HOW TO COMPLETE THIS TASK: Every record below, from first to last: print it exactly as shown.

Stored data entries
____

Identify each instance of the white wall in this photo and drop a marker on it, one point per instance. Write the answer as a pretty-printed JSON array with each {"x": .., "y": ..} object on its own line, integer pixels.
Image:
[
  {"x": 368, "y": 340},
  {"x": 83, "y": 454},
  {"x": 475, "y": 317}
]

____

TASK RESULT:
Identify each instance of the white wall in this photo and drop a marker on it, one point per instance. Write the answer as a pretty-printed JSON array with each {"x": .., "y": ..} object on its own line, integer pixels.
Image:
[
  {"x": 368, "y": 340},
  {"x": 83, "y": 454},
  {"x": 475, "y": 317}
]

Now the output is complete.